(OBJECTIVE A) In the excerpt on forcefield parameterization, reproduce the passage between "In summary, this" and "can be reached.", inclusive, substituting "numerical accuracy" for "computational accuracy".
(OBJECTIVE B) List every numbered way of increasing computational accuracy or precision given in the excerpt on forcefield parameterization.
(OBJECTIVE C) For each statement, indicate whether it agrees with the excerpt on forcefield parameterization, and quote the words that decide it: (i) The aug-cc-pVQZ basis set already reaches the complete basis set limit for this molecule. (ii) The FCI calculations performed are iterative. (iii) The forcefield being parameterized is reactive.

(EXCERPT PROVIDED)
- - - - - - -
In summary, this example illustrates a practical implementation of parameterizing a formally exact nonreactive forcefield for an isolated bonded cluster. Formal exactness means that by improving the computational accuracy and precision, the parameterized model can be made infinitesimally close to the exact solution without having to leave the theoretical framework. Some ways to increase the computational accuracy and/or precision include:

(1) Increasing the basis set size is one aspect of ‘improving the computational accuracy and precision’. Although the aug-cc-pVQZ basis set already gets fairly close to the complete basis set limit for this molecule, increases in the basis set size would enable the quantum chemistry results to get even closer to the complete basis set limit. As the basis set size tends towards infinite, the complete basis set limit can be reached.

(2) The real number models used in the quantum chemistry calculations and the linear regression calculations have a finite storage size (e.g., 64 bit real numbers) that determines the number of stored digits. Increasing the number of stored digits would enable these calculations to get even closer to the exact solution.

(3) Iterative quantum chemistry calculations (such as the FCI calculations performed here) employ convergence tolerances that allow the energy to be computed to some finite number of significant digits. Tightening these convergence tolerances would enable the quantum chemistry results to get even closer to the exact solution.
- - - - - - -
(DATASET EXTRACT)

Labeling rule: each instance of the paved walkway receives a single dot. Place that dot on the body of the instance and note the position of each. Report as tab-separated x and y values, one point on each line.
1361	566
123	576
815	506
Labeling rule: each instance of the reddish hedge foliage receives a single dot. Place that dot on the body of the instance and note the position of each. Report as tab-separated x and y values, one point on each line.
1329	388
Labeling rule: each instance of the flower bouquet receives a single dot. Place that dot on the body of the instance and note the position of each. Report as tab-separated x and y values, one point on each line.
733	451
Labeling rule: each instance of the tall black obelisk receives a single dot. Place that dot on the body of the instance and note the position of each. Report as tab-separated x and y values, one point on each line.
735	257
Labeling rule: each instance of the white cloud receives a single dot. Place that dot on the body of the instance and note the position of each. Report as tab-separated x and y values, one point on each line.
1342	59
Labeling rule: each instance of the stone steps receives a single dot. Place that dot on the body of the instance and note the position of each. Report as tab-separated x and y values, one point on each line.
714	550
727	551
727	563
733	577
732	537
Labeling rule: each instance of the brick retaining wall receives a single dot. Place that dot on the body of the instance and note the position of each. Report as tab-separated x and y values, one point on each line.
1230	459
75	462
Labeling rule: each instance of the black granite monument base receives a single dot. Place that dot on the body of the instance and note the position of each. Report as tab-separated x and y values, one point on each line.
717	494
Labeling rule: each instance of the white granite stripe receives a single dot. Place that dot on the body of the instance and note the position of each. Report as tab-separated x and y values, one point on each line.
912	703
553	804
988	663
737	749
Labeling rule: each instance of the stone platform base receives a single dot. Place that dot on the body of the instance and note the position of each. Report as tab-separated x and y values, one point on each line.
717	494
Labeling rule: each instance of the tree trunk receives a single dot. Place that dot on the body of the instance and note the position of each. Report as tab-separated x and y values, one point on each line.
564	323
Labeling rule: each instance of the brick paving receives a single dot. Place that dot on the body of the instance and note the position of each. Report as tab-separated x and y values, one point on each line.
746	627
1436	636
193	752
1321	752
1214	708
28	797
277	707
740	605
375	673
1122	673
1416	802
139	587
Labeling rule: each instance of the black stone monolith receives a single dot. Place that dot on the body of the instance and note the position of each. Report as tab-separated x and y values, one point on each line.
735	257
- - - - - - -
(WRITTEN REPLY A)
In summary, this example illustrates a practical implementation of parameterizing a formally exact nonreactive forcefield for an isolated bonded cluster. Formal exactness means that by improving the numerical accuracy and precision, the parameterized model can be made infinitesimally close to the exact solution without having to leave the theoretical framework. Some ways to increase the numerical accuracy and/or precision include:

(1) Increasing the basis set size is one aspect of ‘improving the numerical accuracy and precision’. Although the aug-cc-pVQZ basis set already gets fairly close to the complete basis set limit for this molecule, increases in the basis set size would enable the quantum chemistry results to get even closer to the complete basis set limit. As the basis set size tends towards infinite, the complete basis set limit can be reached.

(WRITTEN REPLY B)
1. Increasing the basis set size.
2. Increasing the number of stored digits in the real number models used in the quantum chemistry and linear regression calculations.
3. Tightening the convergence tolerances of iterative quantum chemistry calculations.

(WRITTEN REPLY C)
(i) No: "the aug-cc-pVQZ basis set already gets fairly close to the complete basis set limit for this molecule"
(ii) Yes: "Iterative quantum chemistry calculations (such as the FCI calculations performed here)"
(iii) No: "a formally exact nonreactive forcefield"